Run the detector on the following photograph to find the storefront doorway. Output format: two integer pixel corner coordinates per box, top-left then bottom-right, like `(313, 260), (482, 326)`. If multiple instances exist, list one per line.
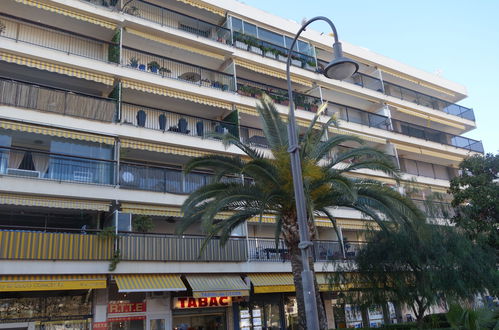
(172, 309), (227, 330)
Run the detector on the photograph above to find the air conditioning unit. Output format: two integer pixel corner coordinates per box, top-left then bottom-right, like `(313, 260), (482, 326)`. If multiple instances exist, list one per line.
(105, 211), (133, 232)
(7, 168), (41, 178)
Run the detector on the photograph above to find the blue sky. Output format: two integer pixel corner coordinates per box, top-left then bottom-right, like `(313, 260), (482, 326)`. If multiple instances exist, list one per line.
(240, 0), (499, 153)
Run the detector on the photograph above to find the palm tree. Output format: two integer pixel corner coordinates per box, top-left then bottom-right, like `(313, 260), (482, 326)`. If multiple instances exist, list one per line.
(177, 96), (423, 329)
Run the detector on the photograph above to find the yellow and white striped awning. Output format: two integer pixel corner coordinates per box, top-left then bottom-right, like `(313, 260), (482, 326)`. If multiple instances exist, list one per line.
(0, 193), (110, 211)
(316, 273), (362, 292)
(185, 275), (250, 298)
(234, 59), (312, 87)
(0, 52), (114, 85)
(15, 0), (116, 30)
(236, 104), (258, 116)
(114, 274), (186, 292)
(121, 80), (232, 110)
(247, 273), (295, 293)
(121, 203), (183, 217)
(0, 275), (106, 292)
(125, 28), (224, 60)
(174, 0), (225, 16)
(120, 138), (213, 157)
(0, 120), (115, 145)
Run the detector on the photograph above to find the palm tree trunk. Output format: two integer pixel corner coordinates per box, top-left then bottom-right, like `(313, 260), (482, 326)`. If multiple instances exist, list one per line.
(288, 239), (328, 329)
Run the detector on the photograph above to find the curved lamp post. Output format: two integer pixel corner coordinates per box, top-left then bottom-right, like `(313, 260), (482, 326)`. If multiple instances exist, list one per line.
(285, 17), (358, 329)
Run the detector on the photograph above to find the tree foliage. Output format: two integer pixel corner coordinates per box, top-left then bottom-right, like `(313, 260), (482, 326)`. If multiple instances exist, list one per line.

_ _ _ _ _ _ _

* _Aim of the task_:
An exact, word-for-word version of the material is required, free of pictures.

* _Response_:
Run the detector on the following photograph to find the storefront doorway. Output format: two integer pixel corner coordinates per box, top-left then bottom-right, like `(313, 260), (482, 326)`. If multiple instances exist, list one per line.
(172, 309), (227, 330)
Run the detector on the photograph above to find the air conditioning unit. Output format: two integer pixel corner coordinates per box, top-left then bottom-right, like `(313, 260), (482, 326)`. If multiple instances exist, list one per line.
(105, 211), (133, 232)
(7, 168), (41, 178)
Run the detector on the photograph above to find the blue sky. Output format: two integer pixel corner coordinates per box, top-left then bottom-right, like `(313, 260), (482, 326)`. If multiple instances exist, list one per line.
(240, 0), (499, 153)
Run the detector on the photograph above to find the palm tree. Output format: two integer pixel corner coordinates per box, top-left then bottom-right, like `(313, 260), (482, 326)`. If multiple instances exist, list one per line.
(177, 96), (423, 329)
Run the detector on the photograph above to find the yellow and white striped awning. Output format: two integer pixel corner coordinates per box, top-left then bottom-right, like `(313, 260), (482, 326)`. If multiple instances exist, list one per line.
(0, 193), (110, 211)
(316, 273), (362, 292)
(185, 275), (250, 298)
(234, 59), (312, 87)
(0, 52), (114, 85)
(15, 0), (116, 30)
(236, 104), (258, 116)
(114, 274), (186, 292)
(121, 80), (232, 110)
(247, 273), (295, 293)
(121, 203), (183, 217)
(0, 275), (106, 292)
(125, 28), (224, 60)
(174, 0), (225, 16)
(120, 138), (213, 157)
(0, 120), (115, 145)
Run the detector on the photograph above to find the palm tree trunk. Output format: two integer pixel corner coordinates per box, top-left then bottom-right, like `(313, 260), (482, 326)`. If multiple instances exist, list one per line.
(288, 239), (328, 329)
Run the detector on the photograph above to find the curved lamp post. Output format: two integer pixel corner coordinates per box, top-left then bottom-right, like `(313, 260), (482, 326)`. If multiple instances exist, list one per line.
(285, 17), (358, 329)
Run the detector on the photograph above to find the tree foliage. Output format: two integer pixel corner coordinates per box, top-left then bottom-right, like `(313, 260), (482, 326)`. If multiple instances exist, list one per line.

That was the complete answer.